* _PROBLEM_: Looking through the records that follow, determine how many lines contain "exact" and reply with that number alone.

* _RECORD EXTRACTS_:

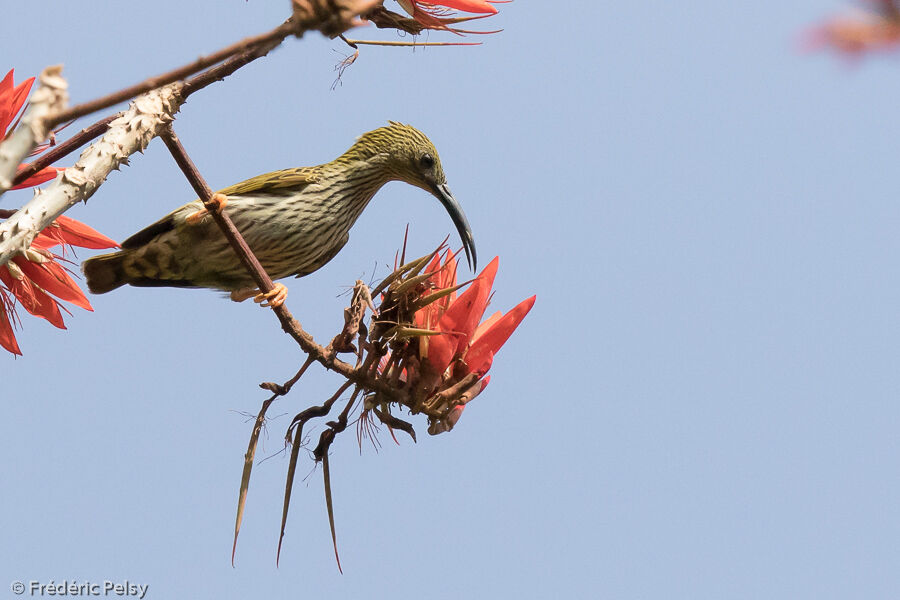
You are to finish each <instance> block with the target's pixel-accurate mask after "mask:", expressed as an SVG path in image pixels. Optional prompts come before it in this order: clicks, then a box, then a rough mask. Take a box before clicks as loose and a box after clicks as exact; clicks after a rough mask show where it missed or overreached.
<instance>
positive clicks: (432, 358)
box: [425, 333, 458, 374]
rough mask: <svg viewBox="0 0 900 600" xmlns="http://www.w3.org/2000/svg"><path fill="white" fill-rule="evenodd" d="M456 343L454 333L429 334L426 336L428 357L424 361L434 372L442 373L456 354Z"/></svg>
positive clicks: (442, 372)
mask: <svg viewBox="0 0 900 600" xmlns="http://www.w3.org/2000/svg"><path fill="white" fill-rule="evenodd" d="M457 345H458V344H457V341H456V336H454V335H451V334H446V333H444V334H441V335H433V336H431V337H430V338H428V358H426V359H425V362H427V363H428V365H429V366H430V367H431V368H432V369H434V371H435V373H438V374H443V373H444V371H446V370H447V367H448V366H450V361H452V360H453V356H454V355H455V354H456V347H457Z"/></svg>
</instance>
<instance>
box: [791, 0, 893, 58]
mask: <svg viewBox="0 0 900 600" xmlns="http://www.w3.org/2000/svg"><path fill="white" fill-rule="evenodd" d="M869 4H871V5H873V6H872V10H871V11H864V12H858V13H857V14H855V15H854V16H847V17H837V18H834V19H831V20H830V21H827V22H825V23H823V24H822V25H819V26H818V27H815V28H813V29H812V30H810V31H809V32H808V33H807V34H806V36H805V42H804V46H805V47H806V48H808V49H811V50H816V49H819V48H822V47H831V48H834V49H835V50H837V51H838V52H842V53H844V54H847V55H850V56H858V55H860V54H862V53H864V52H873V51H878V50H893V49H895V48H897V47H900V11H898V9H897V7H896V6H895V5H894V3H893V2H892V1H891V0H877V1H872V2H869Z"/></svg>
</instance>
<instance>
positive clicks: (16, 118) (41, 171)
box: [0, 69, 62, 190]
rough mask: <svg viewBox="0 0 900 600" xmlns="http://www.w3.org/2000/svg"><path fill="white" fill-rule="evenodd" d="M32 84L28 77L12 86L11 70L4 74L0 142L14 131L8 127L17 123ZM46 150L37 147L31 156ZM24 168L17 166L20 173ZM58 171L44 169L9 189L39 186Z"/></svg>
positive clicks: (12, 72) (26, 187) (2, 98)
mask: <svg viewBox="0 0 900 600" xmlns="http://www.w3.org/2000/svg"><path fill="white" fill-rule="evenodd" d="M33 83H34V77H29V78H28V79H26V80H25V81H23V82H22V83H20V84H19V85H14V84H13V69H10V71H9V73H7V74H6V77H4V78H3V80H2V81H0V141H3V140H4V139H6V137H7V136H8V135H9V133H11V132H12V129H14V127H10V125H13V126H14V125H15V124H16V123H18V119H17V118H16V115H18V114H19V111H21V110H22V107H23V106H24V105H25V100H26V99H27V98H28V92H30V91H31V86H32V84H33ZM7 130H9V131H7ZM46 148H47V146H46V145H42V146H38V148H37V149H36V150H35V151H34V152H33V153H32V154H38V153H40V152H41V151H43V150H44V149H46ZM26 166H27V165H19V170H20V171H21V170H22V169H24V168H25V167H26ZM59 171H62V169H60V168H58V167H44V168H43V169H41V170H40V171H38V172H37V173H35V174H34V175H32V176H31V177H29V178H28V179H26V180H25V181H22V182H21V183H19V184H18V185H14V186H13V187H12V188H11V189H14V190H18V189H21V188H27V187H32V186H35V185H39V184H41V183H44V182H45V181H49V180H50V179H53V178H54V177H56V174H57V173H58V172H59Z"/></svg>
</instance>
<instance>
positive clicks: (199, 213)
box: [185, 193, 246, 302]
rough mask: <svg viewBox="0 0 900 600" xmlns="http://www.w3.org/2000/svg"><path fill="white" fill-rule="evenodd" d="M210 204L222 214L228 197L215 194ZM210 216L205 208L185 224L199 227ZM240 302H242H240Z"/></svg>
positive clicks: (189, 219)
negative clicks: (203, 221)
mask: <svg viewBox="0 0 900 600" xmlns="http://www.w3.org/2000/svg"><path fill="white" fill-rule="evenodd" d="M209 203H210V204H212V205H213V210H215V211H216V214H222V211H223V210H225V205H226V204H228V197H227V196H226V195H225V194H219V193H215V194H213V195H212V198H210V199H209ZM208 214H209V209H207V208H206V206H204V207H203V208H201V209H200V210H198V211H197V212H195V213H194V214H192V215H188V216H187V218H186V219H185V222H187V224H188V225H197V224H198V223H199V222H200V221H202V220H203V217H205V216H206V215H208ZM245 299H246V298H245ZM238 302H240V300H238Z"/></svg>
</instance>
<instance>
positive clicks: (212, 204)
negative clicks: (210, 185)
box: [185, 192, 228, 225]
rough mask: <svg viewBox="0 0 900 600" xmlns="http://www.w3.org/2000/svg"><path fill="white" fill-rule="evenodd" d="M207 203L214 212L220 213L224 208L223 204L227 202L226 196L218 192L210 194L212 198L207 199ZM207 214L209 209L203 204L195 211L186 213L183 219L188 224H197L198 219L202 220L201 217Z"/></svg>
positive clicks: (224, 205) (226, 203)
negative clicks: (213, 210)
mask: <svg viewBox="0 0 900 600" xmlns="http://www.w3.org/2000/svg"><path fill="white" fill-rule="evenodd" d="M209 203H210V204H211V205H212V208H213V210H215V211H216V214H219V215H220V214H222V211H223V210H225V205H226V204H228V197H227V196H226V195H225V194H219V193H218V192H217V193H215V194H213V195H212V198H210V199H209ZM208 214H209V209H208V208H206V206H203V208H201V209H200V210H198V211H197V212H195V213H193V214H191V215H188V216H187V218H186V219H185V222H186V223H187V224H188V225H197V224H198V223H200V221H202V220H203V217H205V216H206V215H208Z"/></svg>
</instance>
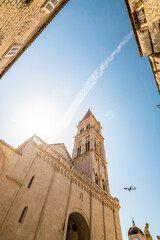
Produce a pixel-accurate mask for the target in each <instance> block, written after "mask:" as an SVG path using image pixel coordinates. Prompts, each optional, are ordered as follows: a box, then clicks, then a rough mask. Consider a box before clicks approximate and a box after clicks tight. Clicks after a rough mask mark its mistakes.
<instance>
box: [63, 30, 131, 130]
mask: <svg viewBox="0 0 160 240" xmlns="http://www.w3.org/2000/svg"><path fill="white" fill-rule="evenodd" d="M132 35H133V32H132V31H131V32H130V33H129V34H127V35H126V36H125V37H124V39H123V40H122V41H121V42H120V43H119V45H118V46H117V47H116V48H115V49H114V50H113V52H112V53H111V54H110V55H109V56H108V57H107V58H106V59H105V61H104V62H102V63H101V64H100V65H99V66H98V67H97V68H96V69H95V70H94V71H93V73H92V74H91V76H90V77H89V78H88V79H87V81H86V82H85V84H84V86H83V88H82V89H81V90H80V91H79V93H78V94H77V96H76V98H75V99H74V101H73V102H72V104H71V105H70V107H69V109H68V111H67V112H66V114H65V115H64V118H63V121H62V122H61V128H62V130H63V129H64V128H66V127H67V126H68V124H69V123H70V122H71V120H72V118H73V117H74V115H75V113H76V112H77V110H78V109H79V107H80V105H81V103H82V102H83V100H84V99H85V98H86V97H87V95H88V94H89V92H90V91H91V89H92V88H93V87H94V86H95V84H96V83H97V81H98V79H100V77H101V76H102V75H103V73H104V71H105V70H106V69H107V68H108V66H109V63H111V62H112V61H113V60H114V58H115V57H116V56H117V55H118V54H119V53H120V52H121V50H122V48H123V47H124V46H125V45H126V43H127V42H128V41H129V40H130V38H131V37H132Z"/></svg>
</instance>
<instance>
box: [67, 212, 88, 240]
mask: <svg viewBox="0 0 160 240" xmlns="http://www.w3.org/2000/svg"><path fill="white" fill-rule="evenodd" d="M66 240H89V228H88V224H87V222H86V220H85V218H84V217H83V216H82V215H81V214H80V213H78V212H73V213H71V214H70V215H69V217H68V225H67V234H66Z"/></svg>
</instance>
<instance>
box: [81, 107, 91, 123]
mask: <svg viewBox="0 0 160 240" xmlns="http://www.w3.org/2000/svg"><path fill="white" fill-rule="evenodd" d="M91 115H93V114H92V112H91V110H90V108H89V109H88V112H87V113H86V115H85V116H84V118H83V119H82V120H81V122H82V121H84V120H86V119H87V118H89V117H90V116H91Z"/></svg>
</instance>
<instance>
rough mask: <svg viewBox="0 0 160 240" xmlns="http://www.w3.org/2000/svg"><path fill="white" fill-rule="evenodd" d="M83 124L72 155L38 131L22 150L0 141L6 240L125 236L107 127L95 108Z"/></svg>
mask: <svg viewBox="0 0 160 240" xmlns="http://www.w3.org/2000/svg"><path fill="white" fill-rule="evenodd" d="M77 128H78V132H77V135H76V137H75V143H74V149H73V156H72V158H71V157H70V155H69V153H68V151H67V149H66V147H65V145H64V144H47V143H45V142H44V141H43V140H42V139H40V138H39V137H38V136H36V135H34V136H33V137H31V138H30V139H28V140H27V141H26V142H25V143H23V144H22V145H21V146H20V147H19V148H17V149H14V148H12V147H11V146H9V145H8V144H6V143H5V142H4V141H2V140H0V239H1V240H122V234H121V226H120V220H119V209H120V205H119V201H118V199H116V198H113V197H112V196H111V195H110V191H109V182H108V174H107V168H106V159H105V150H104V139H103V137H102V135H101V129H102V127H101V125H100V123H99V122H97V120H96V119H95V117H94V116H93V114H92V113H91V111H90V110H89V111H88V112H87V114H86V115H85V116H84V118H83V119H82V121H80V123H79V125H78V127H77Z"/></svg>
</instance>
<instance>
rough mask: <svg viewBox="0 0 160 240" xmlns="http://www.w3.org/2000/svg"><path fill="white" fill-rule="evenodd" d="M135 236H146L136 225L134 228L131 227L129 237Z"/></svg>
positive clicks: (129, 229) (128, 234)
mask: <svg viewBox="0 0 160 240" xmlns="http://www.w3.org/2000/svg"><path fill="white" fill-rule="evenodd" d="M134 234H142V235H143V236H144V234H143V232H142V231H141V229H139V228H138V227H136V226H135V225H134V226H133V227H130V229H129V230H128V236H130V235H134Z"/></svg>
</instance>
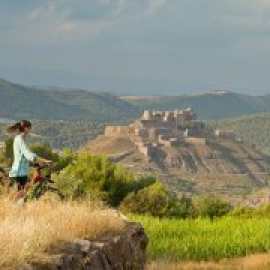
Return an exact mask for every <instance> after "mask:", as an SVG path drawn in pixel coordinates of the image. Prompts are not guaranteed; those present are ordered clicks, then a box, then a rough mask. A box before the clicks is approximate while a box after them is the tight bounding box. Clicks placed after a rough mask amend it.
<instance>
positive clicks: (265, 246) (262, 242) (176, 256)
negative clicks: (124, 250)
mask: <svg viewBox="0 0 270 270" xmlns="http://www.w3.org/2000/svg"><path fill="white" fill-rule="evenodd" d="M132 219H134V220H137V221H140V222H141V223H142V224H143V226H144V228H145V230H146V233H147V235H148V237H149V240H150V241H149V246H148V256H149V260H150V261H166V262H183V261H184V262H185V261H195V262H200V261H219V260H222V259H225V258H240V257H245V256H247V255H251V254H255V253H262V252H267V251H268V250H269V249H270V221H269V219H239V218H238V219H237V218H233V217H224V218H221V219H217V220H214V221H213V222H212V221H210V220H208V219H196V220H180V219H159V218H153V217H141V216H132Z"/></svg>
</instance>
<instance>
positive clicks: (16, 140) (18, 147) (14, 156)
mask: <svg viewBox="0 0 270 270" xmlns="http://www.w3.org/2000/svg"><path fill="white" fill-rule="evenodd" d="M13 151H14V161H13V164H12V168H11V171H10V173H9V177H21V176H27V174H28V171H29V163H30V162H33V161H34V160H35V158H36V154H34V153H32V152H31V151H30V150H29V149H28V147H27V145H26V144H25V142H24V139H23V137H22V135H17V136H16V137H15V139H14V143H13Z"/></svg>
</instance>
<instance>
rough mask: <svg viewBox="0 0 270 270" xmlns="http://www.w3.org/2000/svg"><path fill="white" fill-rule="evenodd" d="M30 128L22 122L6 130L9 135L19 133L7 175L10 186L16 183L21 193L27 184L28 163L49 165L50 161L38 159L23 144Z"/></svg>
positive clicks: (43, 158)
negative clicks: (10, 133) (13, 133)
mask: <svg viewBox="0 0 270 270" xmlns="http://www.w3.org/2000/svg"><path fill="white" fill-rule="evenodd" d="M31 127H32V124H31V123H30V122H29V121H27V120H22V121H21V122H19V123H16V124H15V125H12V126H10V127H9V128H8V132H9V133H15V132H17V131H18V132H19V134H18V135H17V136H16V137H15V139H14V143H13V152H14V161H13V164H12V168H11V171H10V173H9V178H10V182H11V184H13V183H14V182H16V183H17V184H18V190H19V191H23V190H24V188H25V185H26V183H27V175H28V171H29V163H30V162H38V163H39V162H41V163H47V164H49V163H51V161H50V160H47V159H44V158H41V157H38V156H37V155H36V154H35V153H32V152H31V151H30V150H29V149H28V147H27V145H26V144H25V141H24V140H25V138H26V136H27V135H28V134H29V132H30V130H31Z"/></svg>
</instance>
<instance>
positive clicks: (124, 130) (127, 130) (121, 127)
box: [104, 126, 129, 136]
mask: <svg viewBox="0 0 270 270" xmlns="http://www.w3.org/2000/svg"><path fill="white" fill-rule="evenodd" d="M128 129H129V128H128V127H127V126H107V127H106V128H105V133H104V135H105V136H115V135H121V134H127V133H128Z"/></svg>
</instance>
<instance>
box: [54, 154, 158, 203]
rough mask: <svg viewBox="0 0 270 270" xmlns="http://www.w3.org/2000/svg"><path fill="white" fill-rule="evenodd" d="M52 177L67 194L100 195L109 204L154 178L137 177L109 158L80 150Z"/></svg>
mask: <svg viewBox="0 0 270 270" xmlns="http://www.w3.org/2000/svg"><path fill="white" fill-rule="evenodd" d="M54 178H55V180H56V185H57V186H58V188H59V189H60V190H61V191H62V192H63V193H65V195H66V197H69V198H71V199H82V198H85V197H88V196H90V197H95V198H96V197H101V198H102V199H103V200H105V201H106V202H107V203H108V204H109V205H111V206H118V205H119V203H120V202H121V201H122V200H123V199H124V198H125V197H126V195H127V194H128V193H130V192H131V191H134V190H135V191H137V190H140V189H142V188H144V187H145V186H149V185H150V184H152V183H153V181H155V180H154V179H153V177H143V178H140V179H136V178H135V177H134V175H133V174H132V173H130V172H128V171H127V170H126V169H125V168H123V167H121V166H119V165H116V164H115V163H112V162H111V161H110V160H109V158H108V157H106V156H102V155H94V154H89V153H79V154H78V156H77V157H76V158H74V160H73V162H72V163H71V164H69V165H68V166H67V167H66V168H65V169H63V170H62V171H61V172H60V173H59V174H58V175H55V176H54Z"/></svg>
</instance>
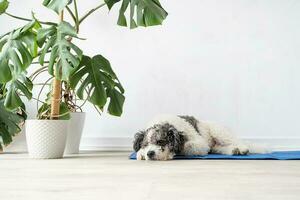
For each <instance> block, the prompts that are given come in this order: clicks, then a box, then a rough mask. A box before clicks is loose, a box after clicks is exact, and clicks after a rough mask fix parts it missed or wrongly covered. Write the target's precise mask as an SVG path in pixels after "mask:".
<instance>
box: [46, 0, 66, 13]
mask: <svg viewBox="0 0 300 200" xmlns="http://www.w3.org/2000/svg"><path fill="white" fill-rule="evenodd" d="M70 2H71V1H70V0H44V1H43V5H44V6H46V7H47V8H50V9H51V10H54V11H55V12H56V13H60V12H61V11H62V10H63V9H64V8H65V7H66V6H67V5H68V4H69V3H70Z"/></svg>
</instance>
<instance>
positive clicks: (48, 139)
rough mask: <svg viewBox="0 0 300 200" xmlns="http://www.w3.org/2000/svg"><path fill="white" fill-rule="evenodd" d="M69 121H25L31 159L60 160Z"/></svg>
mask: <svg viewBox="0 0 300 200" xmlns="http://www.w3.org/2000/svg"><path fill="white" fill-rule="evenodd" d="M68 125H69V120H26V140H27V148H28V153H29V156H30V157H31V158H38V159H50V158H62V157H63V154H64V150H65V146H66V139H67V134H68Z"/></svg>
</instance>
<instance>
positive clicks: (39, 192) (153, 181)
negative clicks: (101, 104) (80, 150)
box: [0, 152, 300, 200]
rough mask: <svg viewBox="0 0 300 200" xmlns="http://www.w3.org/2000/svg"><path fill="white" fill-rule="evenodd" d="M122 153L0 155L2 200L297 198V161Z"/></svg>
mask: <svg viewBox="0 0 300 200" xmlns="http://www.w3.org/2000/svg"><path fill="white" fill-rule="evenodd" d="M127 156H128V153H126V152H94V153H87V152H85V153H82V154H80V155H77V156H72V157H67V158H65V159H59V160H32V159H29V158H28V156H27V154H20V153H7V154H2V155H0V199H1V200H2V199H3V200H27V199H28V200H47V199H54V200H69V199H70V200H71V199H72V200H77V199H80V200H94V199H95V200H110V199H116V200H122V199H124V200H125V199H126V200H135V199H138V200H144V199H155V200H157V199H174V200H177V199H178V200H188V199H197V200H198V199H209V200H214V199H220V200H225V199H229V200H235V199H239V200H247V199H253V200H258V199H263V200H268V199H270V200H277V199H278V200H289V199H295V200H299V199H300V161H270V160H269V161H243V160H236V161H234V160H177V161H167V162H159V161H152V162H147V161H134V160H128V158H127Z"/></svg>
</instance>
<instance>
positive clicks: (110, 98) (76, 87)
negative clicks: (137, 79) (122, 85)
mask: <svg viewBox="0 0 300 200" xmlns="http://www.w3.org/2000/svg"><path fill="white" fill-rule="evenodd" d="M70 86H71V88H72V89H74V90H76V93H77V95H78V97H79V98H80V99H84V92H87V95H88V97H87V98H88V100H89V101H90V102H91V103H93V104H94V105H96V106H98V107H99V108H100V109H101V110H102V109H103V107H104V105H105V104H106V102H107V98H109V99H110V102H109V105H108V112H109V113H110V114H111V115H115V116H120V115H121V114H122V110H123V104H124V100H125V97H124V95H123V93H124V89H123V87H122V85H121V83H120V81H119V80H118V78H117V76H116V74H115V73H114V72H113V70H112V68H111V66H110V63H109V61H108V60H107V59H106V58H104V57H103V56H101V55H96V56H94V57H93V58H90V57H88V56H83V58H82V61H81V63H80V65H79V67H78V69H77V70H76V71H75V72H74V73H73V74H72V75H71V77H70Z"/></svg>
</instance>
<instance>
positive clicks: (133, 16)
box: [105, 0, 168, 29]
mask: <svg viewBox="0 0 300 200" xmlns="http://www.w3.org/2000/svg"><path fill="white" fill-rule="evenodd" d="M119 1H120V0H105V3H106V4H107V7H108V8H109V9H111V8H112V7H113V6H114V5H115V4H116V3H118V2H119ZM128 7H129V10H130V16H129V19H128V20H129V24H130V28H131V29H133V28H136V27H138V26H144V27H147V26H155V25H160V24H162V22H163V21H164V20H165V19H166V17H167V16H168V13H167V12H166V11H165V10H164V8H163V7H162V6H161V4H160V2H159V0H122V5H121V8H120V10H119V17H118V25H120V26H128V23H127V19H126V16H125V12H126V11H127V9H128Z"/></svg>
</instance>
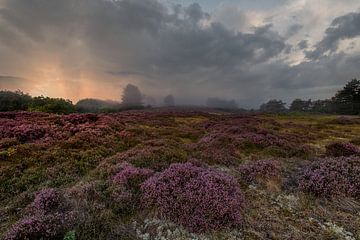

* _ANSWER TO THE EXERCISE_: 3